_Your objective_
Count the lines in the entries below that contain the word "wheel", and reply with only that number.

_Extracted material_
※

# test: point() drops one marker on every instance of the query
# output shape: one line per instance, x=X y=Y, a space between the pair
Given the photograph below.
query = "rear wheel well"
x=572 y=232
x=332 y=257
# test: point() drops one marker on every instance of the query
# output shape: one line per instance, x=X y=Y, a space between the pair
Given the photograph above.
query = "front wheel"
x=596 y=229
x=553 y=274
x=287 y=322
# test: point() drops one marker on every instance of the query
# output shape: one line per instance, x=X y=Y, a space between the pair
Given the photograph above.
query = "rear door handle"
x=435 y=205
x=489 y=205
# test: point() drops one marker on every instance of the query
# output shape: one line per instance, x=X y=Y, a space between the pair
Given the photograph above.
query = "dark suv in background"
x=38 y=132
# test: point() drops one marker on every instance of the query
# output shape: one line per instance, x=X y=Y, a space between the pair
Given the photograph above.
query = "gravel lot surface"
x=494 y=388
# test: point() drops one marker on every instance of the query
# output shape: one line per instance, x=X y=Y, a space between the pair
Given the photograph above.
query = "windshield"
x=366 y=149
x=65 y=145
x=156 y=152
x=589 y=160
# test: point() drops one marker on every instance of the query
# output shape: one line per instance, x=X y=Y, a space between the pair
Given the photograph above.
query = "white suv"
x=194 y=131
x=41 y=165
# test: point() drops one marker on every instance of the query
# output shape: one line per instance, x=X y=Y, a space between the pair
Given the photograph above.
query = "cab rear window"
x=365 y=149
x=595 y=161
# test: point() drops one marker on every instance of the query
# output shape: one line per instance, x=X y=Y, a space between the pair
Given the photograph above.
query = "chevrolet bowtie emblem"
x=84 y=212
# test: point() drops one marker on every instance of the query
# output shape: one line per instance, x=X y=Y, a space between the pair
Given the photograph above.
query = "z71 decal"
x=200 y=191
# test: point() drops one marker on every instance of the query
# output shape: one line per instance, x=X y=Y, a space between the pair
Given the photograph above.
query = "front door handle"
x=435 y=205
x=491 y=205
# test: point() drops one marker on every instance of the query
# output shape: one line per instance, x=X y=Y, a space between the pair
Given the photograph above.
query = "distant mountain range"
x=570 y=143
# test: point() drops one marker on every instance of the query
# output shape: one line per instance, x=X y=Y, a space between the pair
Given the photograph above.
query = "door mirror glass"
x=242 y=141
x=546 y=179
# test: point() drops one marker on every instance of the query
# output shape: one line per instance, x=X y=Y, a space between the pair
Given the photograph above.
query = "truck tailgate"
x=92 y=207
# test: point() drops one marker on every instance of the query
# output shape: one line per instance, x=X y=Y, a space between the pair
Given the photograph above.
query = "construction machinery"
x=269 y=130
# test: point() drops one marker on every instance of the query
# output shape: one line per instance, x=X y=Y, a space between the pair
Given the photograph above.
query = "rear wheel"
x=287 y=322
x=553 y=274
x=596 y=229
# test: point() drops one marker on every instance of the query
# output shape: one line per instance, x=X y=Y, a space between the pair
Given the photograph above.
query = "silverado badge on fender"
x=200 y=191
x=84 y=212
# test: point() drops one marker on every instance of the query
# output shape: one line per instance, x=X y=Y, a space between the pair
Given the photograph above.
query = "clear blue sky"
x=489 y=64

※

_Completed task_
3